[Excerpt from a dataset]
=-=-=
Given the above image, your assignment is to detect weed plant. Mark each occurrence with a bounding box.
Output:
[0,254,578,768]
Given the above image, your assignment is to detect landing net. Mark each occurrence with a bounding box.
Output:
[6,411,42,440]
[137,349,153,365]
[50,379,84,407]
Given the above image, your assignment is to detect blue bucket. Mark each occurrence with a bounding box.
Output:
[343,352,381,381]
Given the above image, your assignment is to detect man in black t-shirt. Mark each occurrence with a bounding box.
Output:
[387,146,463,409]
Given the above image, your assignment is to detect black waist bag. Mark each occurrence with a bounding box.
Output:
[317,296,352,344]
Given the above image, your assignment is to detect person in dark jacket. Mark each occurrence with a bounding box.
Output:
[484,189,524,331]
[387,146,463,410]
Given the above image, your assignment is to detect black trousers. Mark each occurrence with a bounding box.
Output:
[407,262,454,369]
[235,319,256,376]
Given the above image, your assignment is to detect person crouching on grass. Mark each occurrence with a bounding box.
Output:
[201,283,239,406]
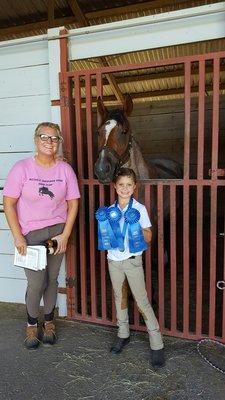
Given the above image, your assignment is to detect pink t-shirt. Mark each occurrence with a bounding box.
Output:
[3,158,80,235]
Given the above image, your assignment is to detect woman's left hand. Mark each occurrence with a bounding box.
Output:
[51,234,68,255]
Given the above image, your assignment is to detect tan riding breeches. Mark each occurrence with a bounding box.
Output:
[108,256,164,350]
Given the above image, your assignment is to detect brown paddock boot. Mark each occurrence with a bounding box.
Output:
[24,325,40,350]
[42,321,57,345]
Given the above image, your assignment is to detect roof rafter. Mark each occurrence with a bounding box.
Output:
[67,0,123,104]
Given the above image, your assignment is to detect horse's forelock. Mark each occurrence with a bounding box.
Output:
[107,109,127,125]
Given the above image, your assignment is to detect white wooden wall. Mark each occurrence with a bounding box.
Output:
[0,30,66,315]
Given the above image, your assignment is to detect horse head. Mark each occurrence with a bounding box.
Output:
[94,94,133,183]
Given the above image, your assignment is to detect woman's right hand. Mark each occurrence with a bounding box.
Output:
[14,235,27,256]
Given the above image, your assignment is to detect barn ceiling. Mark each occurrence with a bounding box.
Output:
[0,0,225,103]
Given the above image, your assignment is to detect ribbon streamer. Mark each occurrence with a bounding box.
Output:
[95,207,118,250]
[108,207,125,251]
[124,208,148,253]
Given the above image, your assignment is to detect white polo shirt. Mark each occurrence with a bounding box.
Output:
[107,199,152,261]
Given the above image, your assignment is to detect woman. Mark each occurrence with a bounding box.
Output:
[3,122,80,349]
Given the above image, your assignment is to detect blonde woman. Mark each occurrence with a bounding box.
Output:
[3,122,80,350]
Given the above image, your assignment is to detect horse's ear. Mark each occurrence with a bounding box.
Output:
[97,96,108,126]
[123,93,133,117]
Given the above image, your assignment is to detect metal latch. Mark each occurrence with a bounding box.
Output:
[216,281,225,290]
[66,276,76,288]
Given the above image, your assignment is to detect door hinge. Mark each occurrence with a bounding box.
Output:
[66,276,76,288]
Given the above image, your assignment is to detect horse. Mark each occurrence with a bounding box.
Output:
[94,94,182,234]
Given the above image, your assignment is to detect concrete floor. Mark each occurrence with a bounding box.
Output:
[0,303,225,400]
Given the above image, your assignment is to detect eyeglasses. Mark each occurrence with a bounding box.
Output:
[38,133,62,143]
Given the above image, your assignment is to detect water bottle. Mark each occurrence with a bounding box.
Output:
[45,239,58,254]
=-=-=
Do this :: List every line in the material above that contains the word "person", copying each line in full.

Exercise result ::
Given the above image, your assignment is to detect person in dark jacket. Mark each occurrence with a bounding box.
Given the above image, your assignment is to detect person crouching on grass. Mark each occurrence with a bounding box.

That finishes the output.